_Written exercise a:_
According to the piece on the Japanese character business, when did Disneyland Tokyo open?

_Source document:_
------------------------------
Origins of the character business

The Japanese character business has its roots in the post-WW2 era, starting in the 60s. Unsurprisingly, this coincides with the rise of anime. In the first 10-15 after the war, people were mainly focused on the necessities of everyday life. The main concerns were finding a place to live, getting stable jobs, home appliances, cars, and so on.

The first big breakthrough was made by Osamu Tezuka’s Astro Boy, debuting as a TV series in 1963. From this point onward, more and more anime were made, and more and more characters with them. Some of the oldest Japanese media franchises that are still alive today have their origins in the late 60s: Doraemon, Sazae-san, and GeGeGe no Kitaro, for example.

The life of the average person in Japan changed drastically between 1960 and 1970. At the beginning of the seventies, the Japanese economy had more or less recovered from the effects of the war and entered a phase of stable growth. By the early 80s, the quality of life of the average Japanese citizen had reached the international standard.

With all their basic needs covered, people increasingly started looking for ways to individualize. This kind of development is hardly unique, but in Japan, it went hand in hand with the spread of Kawaii Culture, and eventually, even adults grew fond of characters that were once considered to be “for kids”.

While Japanese characters were always popular, it’s impossible to talk about characters and IPs as a business without mentioning Disney. Disneyland Tokyo opened in April 1983, and the resonance was overwhelming. Only one year later, 10 million people had already visited the park. The way Disney marketed its characters hugely influenced how Japanese companies handled theirs. This mirrored the effects American animation had on the Japanese animation industry a few decades earlier.

Current situation

In 2019, the size of the Japanese character industry was 24.2 billion USD, a slight increase compared to the previous year. The biggest single category was toys, which made up almost 50% of all revenue. The rest was made up of products from smaller categories – food, sweets, stationery, clothing, and so on. These categories were highly varied, none of them exceeding a share of 10% on its own.

Characters and character goods have spread throughout Japanese society. While new ones are popping up constantly, there are also a lot of old franchises that have grown up with their original target audience, the current parent and grandparent generation. Many IPs have gone on from targeting just children to targeting families, and a wider variety of people is buying merchandise. Even in Japan, you won’t see an office lady sporting a Hello Kitty t-shirt on a regular workday, but smaller goods like key chains, pens, or small figurines are widely bought and used by adults as well.
------------------------------
_Written exercise b:_
Rewrite the rows below, starting at the first one and ending at the line that contains "[470,165,525,185]". Add 59 to every bounding-box coordinate and keep all other text unchanged.

_Data rows:_
------------------------------
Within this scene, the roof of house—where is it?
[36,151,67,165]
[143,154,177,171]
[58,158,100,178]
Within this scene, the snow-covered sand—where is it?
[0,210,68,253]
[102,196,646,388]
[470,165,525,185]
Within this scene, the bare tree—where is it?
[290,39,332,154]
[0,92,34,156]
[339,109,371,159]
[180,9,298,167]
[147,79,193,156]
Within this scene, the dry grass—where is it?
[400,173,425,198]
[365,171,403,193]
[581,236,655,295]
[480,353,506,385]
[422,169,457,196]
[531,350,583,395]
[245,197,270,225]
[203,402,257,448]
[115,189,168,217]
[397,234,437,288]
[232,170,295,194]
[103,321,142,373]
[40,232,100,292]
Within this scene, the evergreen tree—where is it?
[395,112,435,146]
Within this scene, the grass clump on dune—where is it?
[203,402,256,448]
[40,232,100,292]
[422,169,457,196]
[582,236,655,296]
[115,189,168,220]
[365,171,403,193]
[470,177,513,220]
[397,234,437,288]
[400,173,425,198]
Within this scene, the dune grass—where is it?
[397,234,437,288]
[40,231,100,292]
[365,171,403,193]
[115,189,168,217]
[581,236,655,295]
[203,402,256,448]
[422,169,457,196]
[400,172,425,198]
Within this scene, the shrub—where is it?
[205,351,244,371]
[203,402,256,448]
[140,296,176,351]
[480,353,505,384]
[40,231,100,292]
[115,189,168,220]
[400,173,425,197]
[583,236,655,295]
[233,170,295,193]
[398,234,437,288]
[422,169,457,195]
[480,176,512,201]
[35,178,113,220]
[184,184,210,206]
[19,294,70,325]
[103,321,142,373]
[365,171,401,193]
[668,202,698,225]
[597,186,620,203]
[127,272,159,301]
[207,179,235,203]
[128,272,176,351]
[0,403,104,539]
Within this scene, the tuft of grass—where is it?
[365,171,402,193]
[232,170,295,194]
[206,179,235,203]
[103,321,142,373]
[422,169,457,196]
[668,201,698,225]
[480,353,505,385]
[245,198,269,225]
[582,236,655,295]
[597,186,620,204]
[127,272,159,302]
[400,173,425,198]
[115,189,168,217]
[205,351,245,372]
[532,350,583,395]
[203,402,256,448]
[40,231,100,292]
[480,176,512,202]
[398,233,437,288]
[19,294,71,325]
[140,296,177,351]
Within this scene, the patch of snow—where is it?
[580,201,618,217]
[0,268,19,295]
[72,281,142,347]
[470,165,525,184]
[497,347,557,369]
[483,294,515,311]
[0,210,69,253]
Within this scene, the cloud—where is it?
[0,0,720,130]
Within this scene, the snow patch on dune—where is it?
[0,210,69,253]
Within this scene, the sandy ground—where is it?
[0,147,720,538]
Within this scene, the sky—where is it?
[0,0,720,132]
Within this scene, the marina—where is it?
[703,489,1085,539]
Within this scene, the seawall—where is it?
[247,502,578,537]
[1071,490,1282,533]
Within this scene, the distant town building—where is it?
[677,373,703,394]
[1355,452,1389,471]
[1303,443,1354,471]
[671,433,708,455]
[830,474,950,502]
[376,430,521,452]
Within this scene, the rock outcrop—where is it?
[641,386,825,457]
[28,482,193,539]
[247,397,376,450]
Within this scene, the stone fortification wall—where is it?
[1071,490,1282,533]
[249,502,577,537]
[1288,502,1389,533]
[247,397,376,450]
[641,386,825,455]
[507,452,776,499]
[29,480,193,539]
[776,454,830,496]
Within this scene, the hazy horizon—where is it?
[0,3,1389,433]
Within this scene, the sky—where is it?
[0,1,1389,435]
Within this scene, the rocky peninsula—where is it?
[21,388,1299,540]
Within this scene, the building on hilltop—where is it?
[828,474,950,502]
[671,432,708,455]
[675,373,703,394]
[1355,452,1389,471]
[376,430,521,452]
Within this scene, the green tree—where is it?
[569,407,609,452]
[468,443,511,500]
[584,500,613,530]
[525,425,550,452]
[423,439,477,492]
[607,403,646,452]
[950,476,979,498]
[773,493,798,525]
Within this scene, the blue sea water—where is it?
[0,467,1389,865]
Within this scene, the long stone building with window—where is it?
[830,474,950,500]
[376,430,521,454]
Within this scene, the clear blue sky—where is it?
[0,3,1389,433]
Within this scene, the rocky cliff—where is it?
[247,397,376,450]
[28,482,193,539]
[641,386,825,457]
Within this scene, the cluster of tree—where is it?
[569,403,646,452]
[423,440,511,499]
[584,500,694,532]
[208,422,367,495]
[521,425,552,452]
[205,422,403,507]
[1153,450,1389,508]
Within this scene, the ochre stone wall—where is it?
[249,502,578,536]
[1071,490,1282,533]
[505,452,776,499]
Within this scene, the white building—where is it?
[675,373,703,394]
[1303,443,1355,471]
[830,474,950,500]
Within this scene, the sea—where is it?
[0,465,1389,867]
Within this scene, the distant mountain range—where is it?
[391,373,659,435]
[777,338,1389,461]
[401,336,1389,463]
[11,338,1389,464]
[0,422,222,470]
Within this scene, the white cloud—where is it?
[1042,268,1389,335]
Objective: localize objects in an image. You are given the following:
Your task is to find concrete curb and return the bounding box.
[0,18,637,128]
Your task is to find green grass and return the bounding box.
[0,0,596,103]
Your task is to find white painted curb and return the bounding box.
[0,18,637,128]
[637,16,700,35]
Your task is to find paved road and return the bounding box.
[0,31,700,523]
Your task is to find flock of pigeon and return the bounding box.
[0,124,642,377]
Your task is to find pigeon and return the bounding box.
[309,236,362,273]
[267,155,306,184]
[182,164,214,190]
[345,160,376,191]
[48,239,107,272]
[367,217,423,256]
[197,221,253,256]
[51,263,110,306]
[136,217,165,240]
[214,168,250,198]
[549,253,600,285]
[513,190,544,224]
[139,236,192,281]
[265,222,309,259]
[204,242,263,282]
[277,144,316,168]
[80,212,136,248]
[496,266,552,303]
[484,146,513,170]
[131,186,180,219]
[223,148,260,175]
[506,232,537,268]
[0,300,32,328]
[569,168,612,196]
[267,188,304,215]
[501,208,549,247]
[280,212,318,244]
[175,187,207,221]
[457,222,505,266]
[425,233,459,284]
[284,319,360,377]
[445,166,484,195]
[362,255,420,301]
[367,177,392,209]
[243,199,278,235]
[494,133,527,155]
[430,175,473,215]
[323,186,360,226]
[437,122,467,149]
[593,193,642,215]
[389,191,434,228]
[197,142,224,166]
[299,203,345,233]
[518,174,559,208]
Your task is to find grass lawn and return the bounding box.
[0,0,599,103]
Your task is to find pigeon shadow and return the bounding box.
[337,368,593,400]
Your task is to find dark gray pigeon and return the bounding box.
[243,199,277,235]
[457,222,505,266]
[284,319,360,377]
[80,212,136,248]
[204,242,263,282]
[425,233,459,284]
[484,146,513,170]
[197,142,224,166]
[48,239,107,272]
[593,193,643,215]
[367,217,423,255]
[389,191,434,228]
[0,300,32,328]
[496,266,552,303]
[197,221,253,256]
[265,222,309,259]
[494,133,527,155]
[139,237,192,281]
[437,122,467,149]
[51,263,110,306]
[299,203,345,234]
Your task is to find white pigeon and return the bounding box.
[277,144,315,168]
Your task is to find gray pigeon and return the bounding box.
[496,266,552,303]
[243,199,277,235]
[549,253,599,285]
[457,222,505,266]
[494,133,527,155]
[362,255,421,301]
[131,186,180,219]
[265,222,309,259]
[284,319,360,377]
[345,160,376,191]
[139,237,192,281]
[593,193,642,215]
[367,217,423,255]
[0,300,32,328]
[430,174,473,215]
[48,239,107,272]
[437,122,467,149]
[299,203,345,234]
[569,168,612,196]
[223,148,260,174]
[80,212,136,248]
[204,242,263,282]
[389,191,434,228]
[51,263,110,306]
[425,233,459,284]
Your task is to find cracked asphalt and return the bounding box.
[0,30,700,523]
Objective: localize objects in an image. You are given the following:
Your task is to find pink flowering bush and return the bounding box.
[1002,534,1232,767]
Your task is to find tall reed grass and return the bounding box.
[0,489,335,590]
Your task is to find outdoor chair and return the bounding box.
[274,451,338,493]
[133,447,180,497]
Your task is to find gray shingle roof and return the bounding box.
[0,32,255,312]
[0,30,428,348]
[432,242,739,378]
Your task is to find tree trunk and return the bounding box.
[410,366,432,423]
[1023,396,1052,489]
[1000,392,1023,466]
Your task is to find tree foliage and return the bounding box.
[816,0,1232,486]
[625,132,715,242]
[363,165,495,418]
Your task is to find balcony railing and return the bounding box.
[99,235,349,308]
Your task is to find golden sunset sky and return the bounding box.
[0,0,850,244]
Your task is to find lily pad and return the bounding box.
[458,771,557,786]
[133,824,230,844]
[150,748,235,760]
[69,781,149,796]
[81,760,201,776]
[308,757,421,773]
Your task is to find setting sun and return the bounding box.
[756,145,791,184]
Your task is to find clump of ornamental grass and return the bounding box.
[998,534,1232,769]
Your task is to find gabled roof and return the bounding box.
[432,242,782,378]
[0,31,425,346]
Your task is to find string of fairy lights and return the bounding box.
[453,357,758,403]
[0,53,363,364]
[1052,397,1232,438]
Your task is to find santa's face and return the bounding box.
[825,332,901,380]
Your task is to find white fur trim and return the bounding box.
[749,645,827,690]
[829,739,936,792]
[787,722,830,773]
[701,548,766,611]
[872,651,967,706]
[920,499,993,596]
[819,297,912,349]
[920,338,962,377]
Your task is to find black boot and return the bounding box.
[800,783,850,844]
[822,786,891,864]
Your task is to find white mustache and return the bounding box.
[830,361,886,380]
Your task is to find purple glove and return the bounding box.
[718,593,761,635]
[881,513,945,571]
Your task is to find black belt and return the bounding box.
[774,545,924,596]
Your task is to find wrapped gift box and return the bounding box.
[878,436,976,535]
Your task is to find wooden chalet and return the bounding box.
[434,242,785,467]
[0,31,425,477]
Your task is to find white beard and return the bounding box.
------------------------------
_Full solution a:_
April 1983

_Full solution b:_
Within this scene, the roof of house—where is it?
[95,210,126,224]
[202,213,236,230]
[117,217,159,237]
Within this scene, the snow-covered sand—where is it?
[59,269,127,312]
[161,255,705,447]
[529,224,584,244]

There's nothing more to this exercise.